» Stated exercise
Locate every line in the records below that contains the string "bench" and copy each such line verbatim.

» Data supplied

================

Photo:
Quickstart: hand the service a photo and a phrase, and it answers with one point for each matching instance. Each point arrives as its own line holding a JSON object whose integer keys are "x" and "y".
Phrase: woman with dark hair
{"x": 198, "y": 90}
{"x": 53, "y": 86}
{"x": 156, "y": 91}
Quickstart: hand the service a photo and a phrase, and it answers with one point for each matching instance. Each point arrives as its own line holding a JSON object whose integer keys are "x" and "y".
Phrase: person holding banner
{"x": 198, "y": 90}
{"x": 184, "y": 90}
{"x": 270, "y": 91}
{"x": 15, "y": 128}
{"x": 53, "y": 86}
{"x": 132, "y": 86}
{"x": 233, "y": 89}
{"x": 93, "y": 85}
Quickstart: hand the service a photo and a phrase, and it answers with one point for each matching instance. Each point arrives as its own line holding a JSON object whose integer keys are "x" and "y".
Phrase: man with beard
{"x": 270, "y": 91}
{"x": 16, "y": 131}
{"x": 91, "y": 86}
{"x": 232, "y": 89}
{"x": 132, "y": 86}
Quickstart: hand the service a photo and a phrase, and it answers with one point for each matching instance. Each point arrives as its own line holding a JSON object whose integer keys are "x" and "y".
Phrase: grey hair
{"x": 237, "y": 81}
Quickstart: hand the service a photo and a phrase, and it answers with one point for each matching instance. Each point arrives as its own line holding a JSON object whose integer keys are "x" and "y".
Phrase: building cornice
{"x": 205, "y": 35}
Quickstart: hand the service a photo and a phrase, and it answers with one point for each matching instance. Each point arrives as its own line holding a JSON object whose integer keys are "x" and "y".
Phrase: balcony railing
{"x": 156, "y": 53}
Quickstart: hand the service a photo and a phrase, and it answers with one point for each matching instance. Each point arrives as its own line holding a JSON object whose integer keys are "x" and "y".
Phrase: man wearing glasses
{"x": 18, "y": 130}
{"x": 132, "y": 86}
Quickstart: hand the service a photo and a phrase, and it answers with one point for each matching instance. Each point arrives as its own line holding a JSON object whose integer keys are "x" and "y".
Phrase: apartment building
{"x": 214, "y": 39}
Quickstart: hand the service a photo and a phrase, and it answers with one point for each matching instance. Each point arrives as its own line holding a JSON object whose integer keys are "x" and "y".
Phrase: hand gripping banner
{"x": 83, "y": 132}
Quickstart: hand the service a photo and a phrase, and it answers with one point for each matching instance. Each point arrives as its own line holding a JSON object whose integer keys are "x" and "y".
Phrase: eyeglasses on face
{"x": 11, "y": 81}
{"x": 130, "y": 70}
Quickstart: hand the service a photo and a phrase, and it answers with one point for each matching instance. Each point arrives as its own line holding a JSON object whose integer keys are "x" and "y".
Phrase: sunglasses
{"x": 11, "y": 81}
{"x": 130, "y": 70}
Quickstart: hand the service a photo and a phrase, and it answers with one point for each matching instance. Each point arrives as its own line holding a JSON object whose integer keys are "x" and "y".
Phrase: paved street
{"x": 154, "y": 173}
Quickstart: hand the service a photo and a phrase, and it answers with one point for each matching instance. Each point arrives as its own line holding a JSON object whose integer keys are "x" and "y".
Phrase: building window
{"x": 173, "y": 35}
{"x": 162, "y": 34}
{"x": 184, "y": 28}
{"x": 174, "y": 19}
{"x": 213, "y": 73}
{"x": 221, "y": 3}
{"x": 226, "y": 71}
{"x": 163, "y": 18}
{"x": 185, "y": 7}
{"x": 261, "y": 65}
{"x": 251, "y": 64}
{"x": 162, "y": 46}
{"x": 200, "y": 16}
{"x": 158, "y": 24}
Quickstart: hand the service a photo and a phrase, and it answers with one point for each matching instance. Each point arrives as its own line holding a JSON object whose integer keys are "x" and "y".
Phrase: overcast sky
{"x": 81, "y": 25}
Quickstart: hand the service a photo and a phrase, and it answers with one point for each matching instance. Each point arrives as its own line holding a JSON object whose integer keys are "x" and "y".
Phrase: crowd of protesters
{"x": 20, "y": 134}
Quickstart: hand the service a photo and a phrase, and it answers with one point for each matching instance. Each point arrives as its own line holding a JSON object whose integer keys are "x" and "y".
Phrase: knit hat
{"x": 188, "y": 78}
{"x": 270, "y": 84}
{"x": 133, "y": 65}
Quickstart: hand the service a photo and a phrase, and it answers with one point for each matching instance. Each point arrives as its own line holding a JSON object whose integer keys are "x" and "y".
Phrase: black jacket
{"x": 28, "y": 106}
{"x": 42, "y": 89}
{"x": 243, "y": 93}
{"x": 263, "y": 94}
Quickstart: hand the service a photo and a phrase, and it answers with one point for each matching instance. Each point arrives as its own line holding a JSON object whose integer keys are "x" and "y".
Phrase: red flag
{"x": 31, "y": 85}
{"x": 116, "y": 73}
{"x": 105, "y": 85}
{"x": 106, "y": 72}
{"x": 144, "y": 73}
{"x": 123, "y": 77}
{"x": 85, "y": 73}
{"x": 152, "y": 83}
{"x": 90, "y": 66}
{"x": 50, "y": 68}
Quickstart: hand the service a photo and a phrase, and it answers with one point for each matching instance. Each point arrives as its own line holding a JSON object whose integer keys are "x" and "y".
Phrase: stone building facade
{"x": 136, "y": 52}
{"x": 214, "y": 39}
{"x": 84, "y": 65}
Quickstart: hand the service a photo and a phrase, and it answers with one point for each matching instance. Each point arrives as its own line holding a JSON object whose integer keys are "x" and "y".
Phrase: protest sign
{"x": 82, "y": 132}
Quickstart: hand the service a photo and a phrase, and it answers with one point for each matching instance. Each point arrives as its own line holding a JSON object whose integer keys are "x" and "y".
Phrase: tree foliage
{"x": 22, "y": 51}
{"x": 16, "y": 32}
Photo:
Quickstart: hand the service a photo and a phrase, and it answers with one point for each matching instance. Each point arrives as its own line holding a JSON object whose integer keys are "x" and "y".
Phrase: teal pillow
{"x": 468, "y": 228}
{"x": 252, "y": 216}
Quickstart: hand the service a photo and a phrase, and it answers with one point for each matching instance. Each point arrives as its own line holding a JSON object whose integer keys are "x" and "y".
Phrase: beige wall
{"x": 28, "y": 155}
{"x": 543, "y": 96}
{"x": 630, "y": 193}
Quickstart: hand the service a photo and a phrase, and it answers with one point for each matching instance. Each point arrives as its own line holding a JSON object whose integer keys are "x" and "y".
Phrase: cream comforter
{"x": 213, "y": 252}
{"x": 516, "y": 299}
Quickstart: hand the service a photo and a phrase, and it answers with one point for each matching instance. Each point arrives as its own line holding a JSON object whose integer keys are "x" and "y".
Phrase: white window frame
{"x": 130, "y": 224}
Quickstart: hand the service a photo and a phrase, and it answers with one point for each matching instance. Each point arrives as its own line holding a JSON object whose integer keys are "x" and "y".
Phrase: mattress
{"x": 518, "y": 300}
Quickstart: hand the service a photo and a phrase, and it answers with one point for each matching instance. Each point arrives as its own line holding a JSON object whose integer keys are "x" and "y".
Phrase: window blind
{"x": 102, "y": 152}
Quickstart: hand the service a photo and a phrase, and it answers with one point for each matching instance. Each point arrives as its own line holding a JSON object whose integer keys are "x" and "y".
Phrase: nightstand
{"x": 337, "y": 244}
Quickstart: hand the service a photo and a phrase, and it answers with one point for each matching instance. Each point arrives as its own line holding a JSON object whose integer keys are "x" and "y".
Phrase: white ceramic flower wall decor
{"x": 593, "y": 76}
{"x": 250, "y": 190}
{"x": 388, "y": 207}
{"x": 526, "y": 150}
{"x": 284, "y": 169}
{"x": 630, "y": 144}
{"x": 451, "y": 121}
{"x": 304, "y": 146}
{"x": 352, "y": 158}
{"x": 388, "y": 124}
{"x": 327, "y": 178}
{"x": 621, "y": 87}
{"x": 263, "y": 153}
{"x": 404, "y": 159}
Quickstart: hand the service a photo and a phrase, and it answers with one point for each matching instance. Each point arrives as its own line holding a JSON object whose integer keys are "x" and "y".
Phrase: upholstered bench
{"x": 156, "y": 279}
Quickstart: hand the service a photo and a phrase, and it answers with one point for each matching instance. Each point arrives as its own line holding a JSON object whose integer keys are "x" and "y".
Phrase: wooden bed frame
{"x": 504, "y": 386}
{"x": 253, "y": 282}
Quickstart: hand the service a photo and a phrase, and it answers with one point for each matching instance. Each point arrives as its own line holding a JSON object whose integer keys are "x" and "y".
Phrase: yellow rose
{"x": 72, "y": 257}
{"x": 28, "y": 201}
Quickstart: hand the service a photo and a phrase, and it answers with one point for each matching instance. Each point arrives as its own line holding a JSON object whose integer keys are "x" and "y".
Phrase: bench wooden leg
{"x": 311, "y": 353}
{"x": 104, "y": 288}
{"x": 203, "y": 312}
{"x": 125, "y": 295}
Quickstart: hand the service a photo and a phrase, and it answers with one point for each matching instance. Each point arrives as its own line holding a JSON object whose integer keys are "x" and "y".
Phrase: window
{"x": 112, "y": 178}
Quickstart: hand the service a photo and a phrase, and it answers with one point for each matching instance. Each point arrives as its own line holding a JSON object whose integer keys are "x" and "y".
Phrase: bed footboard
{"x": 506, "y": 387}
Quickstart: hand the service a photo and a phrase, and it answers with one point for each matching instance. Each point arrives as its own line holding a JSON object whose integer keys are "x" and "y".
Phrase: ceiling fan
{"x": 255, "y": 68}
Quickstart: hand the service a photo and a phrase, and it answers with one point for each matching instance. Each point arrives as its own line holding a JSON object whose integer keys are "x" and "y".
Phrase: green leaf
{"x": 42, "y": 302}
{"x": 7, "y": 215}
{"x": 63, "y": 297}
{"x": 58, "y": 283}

================

» Solution to this problem
Phrase: upholstered bench
Phrase: bench wooden leg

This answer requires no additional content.